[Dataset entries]
>>>
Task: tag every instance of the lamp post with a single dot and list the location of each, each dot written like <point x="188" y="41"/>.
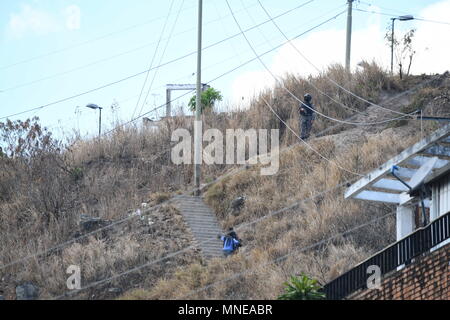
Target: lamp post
<point x="400" y="18"/>
<point x="95" y="107"/>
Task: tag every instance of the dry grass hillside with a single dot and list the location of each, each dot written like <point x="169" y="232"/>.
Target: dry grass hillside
<point x="53" y="193"/>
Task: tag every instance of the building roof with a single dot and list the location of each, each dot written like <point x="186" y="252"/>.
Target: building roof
<point x="380" y="185"/>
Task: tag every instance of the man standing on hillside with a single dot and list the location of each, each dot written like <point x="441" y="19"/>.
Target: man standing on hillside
<point x="230" y="244"/>
<point x="307" y="116"/>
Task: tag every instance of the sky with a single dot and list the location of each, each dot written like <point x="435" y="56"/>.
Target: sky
<point x="55" y="50"/>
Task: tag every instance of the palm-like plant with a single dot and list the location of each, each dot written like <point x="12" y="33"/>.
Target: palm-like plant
<point x="302" y="288"/>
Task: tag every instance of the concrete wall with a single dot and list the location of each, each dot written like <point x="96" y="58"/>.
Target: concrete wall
<point x="427" y="278"/>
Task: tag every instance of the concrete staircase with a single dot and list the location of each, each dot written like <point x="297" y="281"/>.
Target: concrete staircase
<point x="203" y="224"/>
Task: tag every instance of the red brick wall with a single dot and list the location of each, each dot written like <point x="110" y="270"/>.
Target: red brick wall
<point x="427" y="278"/>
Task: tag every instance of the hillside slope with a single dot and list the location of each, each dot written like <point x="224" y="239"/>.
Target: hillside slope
<point x="58" y="195"/>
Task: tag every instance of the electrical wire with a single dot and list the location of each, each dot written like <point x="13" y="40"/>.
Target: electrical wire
<point x="327" y="77"/>
<point x="162" y="56"/>
<point x="86" y="42"/>
<point x="294" y="96"/>
<point x="178" y="252"/>
<point x="153" y="58"/>
<point x="307" y="144"/>
<point x="292" y="252"/>
<point x="175" y="60"/>
<point x="25" y="84"/>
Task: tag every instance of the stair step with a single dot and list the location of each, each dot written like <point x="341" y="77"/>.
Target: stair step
<point x="203" y="224"/>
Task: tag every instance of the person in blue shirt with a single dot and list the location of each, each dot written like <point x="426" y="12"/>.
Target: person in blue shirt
<point x="230" y="244"/>
<point x="307" y="116"/>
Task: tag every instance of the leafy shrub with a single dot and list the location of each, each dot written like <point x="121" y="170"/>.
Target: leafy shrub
<point x="302" y="288"/>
<<<
An answer that restates all the entries exactly and drops the images is what is needed.

**Answer for the task**
Task: tag every instance of the lamp post with a single dot and list the location of each, each dot written like <point x="188" y="41"/>.
Target: lamp post
<point x="400" y="18"/>
<point x="95" y="107"/>
Task: tag every instance of the dry grass hillside with a single dot and list the location of each, each dot written like <point x="169" y="232"/>.
Target: dry grass hillside
<point x="53" y="193"/>
Task: tag every instance of the building roof with a single dot and list the location of each, each dot written like <point x="186" y="252"/>.
Target: building roof
<point x="380" y="185"/>
Task: tag every instance of the man standing on hillside with a single dot and list the location of each, each dot written like <point x="441" y="19"/>.
Target: man standing on hillside
<point x="230" y="244"/>
<point x="307" y="116"/>
Task: tag every instance of the sky with a single dot and list the location of each, each dot written like <point x="435" y="56"/>.
Target: sky
<point x="55" y="50"/>
Task: tag every instance of the palm-like plant with a single dot and list the location of each, each dot written like <point x="12" y="33"/>.
Target: palm-like plant
<point x="302" y="288"/>
Task: tag every instance of the concrete wall with a single dot and list the location of each, each dot written like <point x="96" y="58"/>.
Target: concrete wall
<point x="427" y="278"/>
Task: tag every instance of the concrete staircase with a single dot and list the location of each, each dot written like <point x="297" y="281"/>.
Target: concrete staircase
<point x="203" y="224"/>
Task: tag every instance of the red brick wall with a single dot and list the location of each, each dot written like <point x="110" y="270"/>.
Target: red brick wall
<point x="427" y="278"/>
Task: tag every instance of the hillside slope with a single dot and list the location of each, each dot written like <point x="224" y="239"/>.
Target: hillside slope
<point x="58" y="195"/>
Task: tag every instance of the electrical wire with a single dot and list the location of each, each dot written like <point x="13" y="40"/>.
Target: electrical wire
<point x="327" y="77"/>
<point x="162" y="56"/>
<point x="86" y="42"/>
<point x="294" y="96"/>
<point x="178" y="252"/>
<point x="153" y="58"/>
<point x="307" y="144"/>
<point x="292" y="252"/>
<point x="175" y="60"/>
<point x="25" y="84"/>
Task: tag every instance of the stair step with a single dot and list the location of each, each dot written like <point x="341" y="77"/>.
Target: stair step
<point x="203" y="224"/>
Task: tag every instance of the person in blue shirt with a single dot and list the location of each, each dot written like <point x="426" y="12"/>.
Target: person in blue shirt
<point x="230" y="244"/>
<point x="307" y="116"/>
Task: tag every instance of the leafy shrub with a single dot and list the location of each, each dot written like <point x="121" y="170"/>.
Target: leafy shrub
<point x="302" y="288"/>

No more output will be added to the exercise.